**YOUR TASK**
Quote the lines in the entries below exactly, beginning with the line that contains "Annotation task — pin every instance of the gravel" and continuing through the final line of the entries.

***** TASK DATA *****

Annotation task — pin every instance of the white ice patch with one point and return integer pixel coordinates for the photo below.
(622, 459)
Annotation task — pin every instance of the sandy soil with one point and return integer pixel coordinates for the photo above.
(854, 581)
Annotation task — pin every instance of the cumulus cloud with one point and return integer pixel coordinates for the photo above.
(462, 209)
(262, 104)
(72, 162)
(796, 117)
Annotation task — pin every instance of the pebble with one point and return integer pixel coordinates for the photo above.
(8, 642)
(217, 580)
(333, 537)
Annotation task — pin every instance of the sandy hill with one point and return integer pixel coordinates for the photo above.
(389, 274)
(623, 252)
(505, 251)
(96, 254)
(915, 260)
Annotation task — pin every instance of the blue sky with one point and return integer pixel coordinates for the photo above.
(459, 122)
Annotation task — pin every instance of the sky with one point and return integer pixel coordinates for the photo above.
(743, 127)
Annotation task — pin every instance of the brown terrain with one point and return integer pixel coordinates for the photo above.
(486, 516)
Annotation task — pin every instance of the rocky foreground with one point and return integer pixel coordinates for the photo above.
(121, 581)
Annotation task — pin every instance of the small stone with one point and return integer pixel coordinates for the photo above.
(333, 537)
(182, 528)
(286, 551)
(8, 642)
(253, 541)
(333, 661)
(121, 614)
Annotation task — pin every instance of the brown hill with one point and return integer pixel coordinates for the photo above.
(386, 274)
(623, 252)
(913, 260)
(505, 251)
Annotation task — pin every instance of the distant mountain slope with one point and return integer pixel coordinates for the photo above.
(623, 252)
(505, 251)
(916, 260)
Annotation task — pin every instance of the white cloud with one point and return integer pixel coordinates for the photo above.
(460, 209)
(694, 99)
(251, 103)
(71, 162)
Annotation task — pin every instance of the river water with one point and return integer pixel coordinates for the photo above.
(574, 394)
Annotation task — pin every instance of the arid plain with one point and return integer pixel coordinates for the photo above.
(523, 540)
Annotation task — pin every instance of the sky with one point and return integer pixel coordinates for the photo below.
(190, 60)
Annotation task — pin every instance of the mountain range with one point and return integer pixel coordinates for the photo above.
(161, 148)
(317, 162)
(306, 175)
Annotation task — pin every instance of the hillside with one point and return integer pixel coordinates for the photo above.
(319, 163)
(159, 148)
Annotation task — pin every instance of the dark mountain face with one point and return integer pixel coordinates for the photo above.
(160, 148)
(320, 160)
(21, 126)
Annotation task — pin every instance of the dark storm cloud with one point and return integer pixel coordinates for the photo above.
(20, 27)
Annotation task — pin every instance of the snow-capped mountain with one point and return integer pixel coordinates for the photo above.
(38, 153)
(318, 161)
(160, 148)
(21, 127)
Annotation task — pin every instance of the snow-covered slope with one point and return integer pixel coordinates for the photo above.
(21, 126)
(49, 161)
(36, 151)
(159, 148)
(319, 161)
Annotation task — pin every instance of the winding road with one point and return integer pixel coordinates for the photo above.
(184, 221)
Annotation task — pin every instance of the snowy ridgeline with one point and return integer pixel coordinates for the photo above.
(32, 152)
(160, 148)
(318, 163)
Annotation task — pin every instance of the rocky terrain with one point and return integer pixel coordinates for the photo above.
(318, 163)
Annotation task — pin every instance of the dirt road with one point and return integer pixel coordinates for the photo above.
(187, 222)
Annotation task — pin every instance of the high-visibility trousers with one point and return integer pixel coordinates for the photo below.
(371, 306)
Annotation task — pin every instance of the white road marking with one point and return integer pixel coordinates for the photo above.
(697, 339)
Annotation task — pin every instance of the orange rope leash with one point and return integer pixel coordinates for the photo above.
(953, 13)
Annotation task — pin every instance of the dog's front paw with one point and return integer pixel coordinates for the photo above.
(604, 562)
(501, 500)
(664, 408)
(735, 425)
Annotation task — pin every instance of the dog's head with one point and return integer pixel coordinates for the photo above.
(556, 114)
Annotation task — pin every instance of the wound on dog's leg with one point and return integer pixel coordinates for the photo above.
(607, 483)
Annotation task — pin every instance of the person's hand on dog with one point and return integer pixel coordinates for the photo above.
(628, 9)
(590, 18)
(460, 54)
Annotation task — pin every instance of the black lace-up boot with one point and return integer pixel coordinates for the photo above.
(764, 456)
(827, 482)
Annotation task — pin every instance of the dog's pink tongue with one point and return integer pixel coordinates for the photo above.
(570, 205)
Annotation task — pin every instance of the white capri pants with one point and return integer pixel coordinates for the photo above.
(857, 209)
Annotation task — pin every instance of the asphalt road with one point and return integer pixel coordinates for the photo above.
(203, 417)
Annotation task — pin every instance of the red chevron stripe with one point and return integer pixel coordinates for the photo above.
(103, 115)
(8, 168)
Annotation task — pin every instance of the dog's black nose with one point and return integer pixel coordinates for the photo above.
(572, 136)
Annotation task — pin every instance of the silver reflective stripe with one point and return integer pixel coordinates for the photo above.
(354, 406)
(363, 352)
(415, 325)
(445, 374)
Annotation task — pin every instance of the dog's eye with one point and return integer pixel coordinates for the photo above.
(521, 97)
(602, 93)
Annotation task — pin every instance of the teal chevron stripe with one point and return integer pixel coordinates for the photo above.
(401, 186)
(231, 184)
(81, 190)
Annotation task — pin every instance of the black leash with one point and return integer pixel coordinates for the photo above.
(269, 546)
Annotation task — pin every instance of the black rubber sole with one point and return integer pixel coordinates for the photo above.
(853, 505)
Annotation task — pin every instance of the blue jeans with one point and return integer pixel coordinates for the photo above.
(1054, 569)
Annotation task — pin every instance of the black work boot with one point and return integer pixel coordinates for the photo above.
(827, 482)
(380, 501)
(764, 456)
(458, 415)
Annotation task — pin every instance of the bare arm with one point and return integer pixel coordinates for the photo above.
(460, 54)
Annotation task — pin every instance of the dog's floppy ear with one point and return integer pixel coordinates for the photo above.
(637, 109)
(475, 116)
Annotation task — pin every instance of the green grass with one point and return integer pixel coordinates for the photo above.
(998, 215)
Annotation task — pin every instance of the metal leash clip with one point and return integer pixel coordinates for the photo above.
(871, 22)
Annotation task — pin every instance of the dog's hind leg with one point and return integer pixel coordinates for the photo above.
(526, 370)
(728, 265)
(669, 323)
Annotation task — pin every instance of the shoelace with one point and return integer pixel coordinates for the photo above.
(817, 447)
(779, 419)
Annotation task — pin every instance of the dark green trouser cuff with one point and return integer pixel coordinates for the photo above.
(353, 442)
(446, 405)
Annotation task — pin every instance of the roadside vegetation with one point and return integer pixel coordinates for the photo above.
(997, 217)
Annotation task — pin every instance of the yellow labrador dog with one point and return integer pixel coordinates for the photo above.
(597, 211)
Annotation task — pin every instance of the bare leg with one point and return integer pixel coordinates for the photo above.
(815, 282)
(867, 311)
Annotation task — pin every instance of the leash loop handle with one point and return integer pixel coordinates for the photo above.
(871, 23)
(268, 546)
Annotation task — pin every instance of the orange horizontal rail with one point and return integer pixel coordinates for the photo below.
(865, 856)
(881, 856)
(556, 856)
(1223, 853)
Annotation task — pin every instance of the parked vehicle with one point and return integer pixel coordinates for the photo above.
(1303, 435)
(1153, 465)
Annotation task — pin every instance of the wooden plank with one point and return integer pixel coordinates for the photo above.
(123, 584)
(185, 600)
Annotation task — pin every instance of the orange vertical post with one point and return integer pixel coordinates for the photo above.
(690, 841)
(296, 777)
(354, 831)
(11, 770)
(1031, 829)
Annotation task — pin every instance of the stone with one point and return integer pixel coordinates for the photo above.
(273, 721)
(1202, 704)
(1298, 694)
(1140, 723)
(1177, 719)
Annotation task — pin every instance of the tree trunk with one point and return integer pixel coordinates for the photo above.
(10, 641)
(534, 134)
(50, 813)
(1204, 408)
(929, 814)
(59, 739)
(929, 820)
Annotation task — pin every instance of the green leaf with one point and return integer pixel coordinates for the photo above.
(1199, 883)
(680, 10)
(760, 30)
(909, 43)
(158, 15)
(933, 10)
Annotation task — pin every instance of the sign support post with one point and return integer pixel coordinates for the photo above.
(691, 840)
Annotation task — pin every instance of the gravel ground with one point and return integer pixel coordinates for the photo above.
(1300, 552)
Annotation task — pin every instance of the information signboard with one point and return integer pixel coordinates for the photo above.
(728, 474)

*****

**COMPLETE ANSWER**
Annotation task — pin every instance of the gravel ground with one point and return integer pixel coordinates for the photo above.
(1300, 552)
Annotation task — pin every instance of the information signboard with one point and return integer pixel coordinates for the photo above.
(728, 474)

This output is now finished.